Material:
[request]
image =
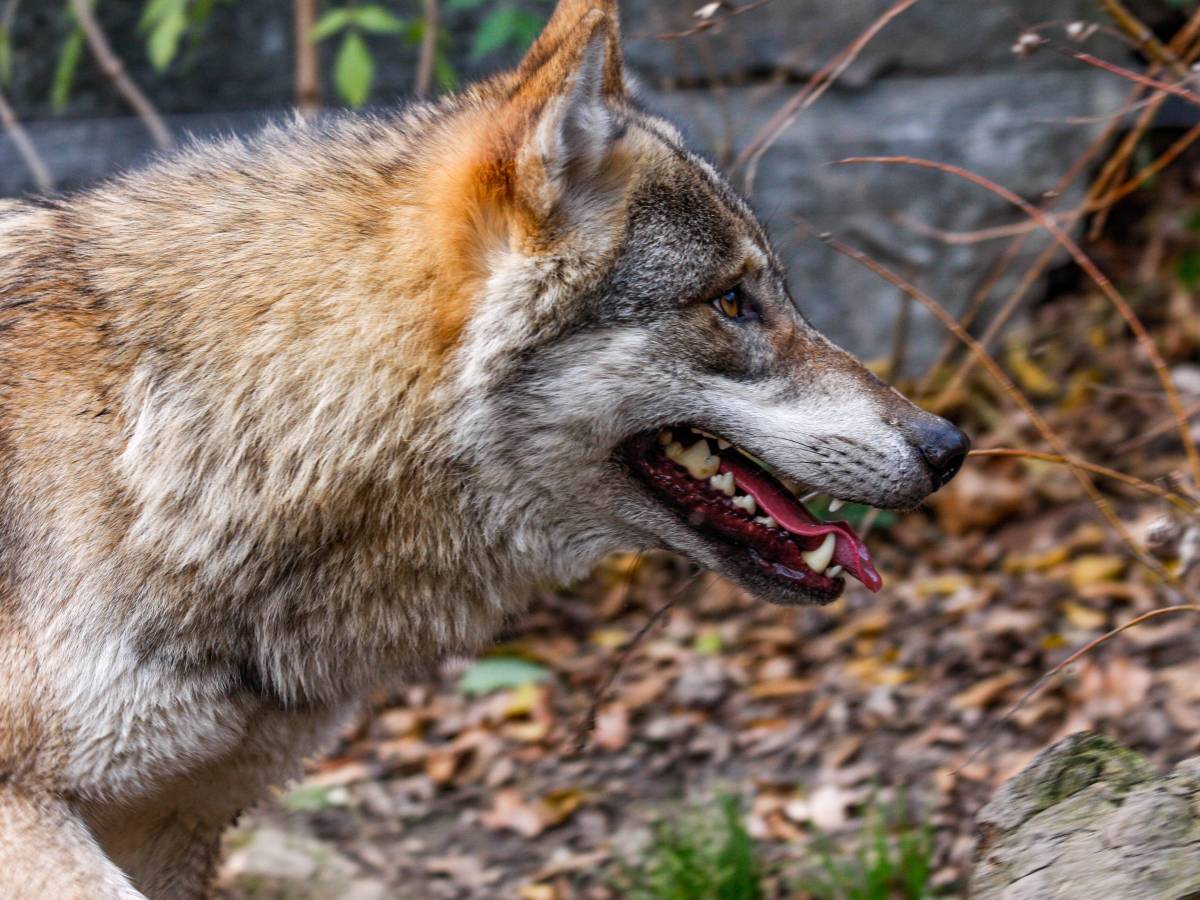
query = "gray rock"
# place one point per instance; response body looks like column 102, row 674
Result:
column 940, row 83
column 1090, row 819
* * *
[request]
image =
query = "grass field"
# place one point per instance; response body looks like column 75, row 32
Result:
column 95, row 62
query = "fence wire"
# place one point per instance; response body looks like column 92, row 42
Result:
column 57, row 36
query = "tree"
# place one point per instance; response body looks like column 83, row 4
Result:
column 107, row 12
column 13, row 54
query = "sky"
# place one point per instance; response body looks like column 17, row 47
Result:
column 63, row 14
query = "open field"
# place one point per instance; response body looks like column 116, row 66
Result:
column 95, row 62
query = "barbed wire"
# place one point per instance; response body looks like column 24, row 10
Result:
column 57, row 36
* * *
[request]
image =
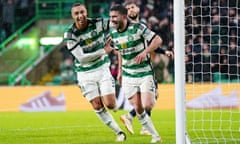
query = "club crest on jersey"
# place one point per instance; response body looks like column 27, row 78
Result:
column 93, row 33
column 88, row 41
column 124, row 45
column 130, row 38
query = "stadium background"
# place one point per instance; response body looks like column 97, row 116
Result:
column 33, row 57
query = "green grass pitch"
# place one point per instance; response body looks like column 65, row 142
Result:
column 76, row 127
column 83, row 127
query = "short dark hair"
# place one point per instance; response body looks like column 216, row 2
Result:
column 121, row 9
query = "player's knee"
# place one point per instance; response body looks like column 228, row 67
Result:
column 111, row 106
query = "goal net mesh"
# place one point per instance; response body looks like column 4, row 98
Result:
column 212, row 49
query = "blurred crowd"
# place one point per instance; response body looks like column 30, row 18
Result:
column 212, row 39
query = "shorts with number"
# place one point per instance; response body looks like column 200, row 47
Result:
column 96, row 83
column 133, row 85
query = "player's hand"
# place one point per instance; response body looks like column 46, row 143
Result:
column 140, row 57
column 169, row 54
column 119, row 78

Do this:
Gather every line from the entries above that contains the string "grass". Case counts.

Completed exercise:
query = "grass field"
query = "green grass pitch"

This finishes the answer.